■ EXTRACT TO READ ■
▽
The Design Multianionic Chelating Ligands for the Production of Inorganic Oxidizing Agents, Synthesis, Structure and Reactivity of Osmium Complexes Derived from a Tetradentate Ligand

Citation

Krafft, Terry Edward (1985) The Design Multianionic Chelating Ligands for the Production of Inorganic Oxidizing Agents, Synthesis, Structure and Reactivity of Osmium Complexes Derived from a Tetradentate Ligand. Dissertation (Ph.D.), California Institute of Technology. doi:10.7907/sts6-x769. https://resolver.caltech.edu/CaltechTHESIS:01302019-091842152

Abstract

The design of multianionic chelating ligands for use in high valent transition metal chemistry is discussed. Possible application of such ligands to problems in inorganic oxidation chemistry is addressed. A class of potentially tetradentate tetraanionic ligands was synthesized. The ligand 1,2-bis(3,5-dichloro-2-hydroxybenzamido)ethane (H₄CHBA-Et), 1, was found to coordinate to osmium as a tetradentate tetraanion in the oxidation states (II), (III), (IV), (V), and (VI). X-ray crystal structures of two osmium(IV) complexes of this ligand are reported. The µ-oxo dimer, K₂({Os(η⁴-CHBA-Et)(OPPh₃)}₂-O], 3, features octahedral osmium with the tetradentate tetraanionic ligand 1 coordinated to the equatorial positions and the potassium ions in unusual coordination environments. The structure of octahedral Os(η⁴-CHBAEt)(py)₂,5, shows the ligand 1 coordinated in the same fashion with pyridines in the axial positions.
△
According to the osmium abstract, in which oxidation states does ligand 1 coordinate to osmium as a tetradentate tetraanion? Please list them all. The data after this point is separate from the osmium abstract.

■ COLLECTED MATERIAL ■
▽
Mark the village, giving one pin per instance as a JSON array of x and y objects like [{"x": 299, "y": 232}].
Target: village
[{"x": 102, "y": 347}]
△
■ THE COMPLETED TASK ■
(II), (III), (IV), (V), and (VI).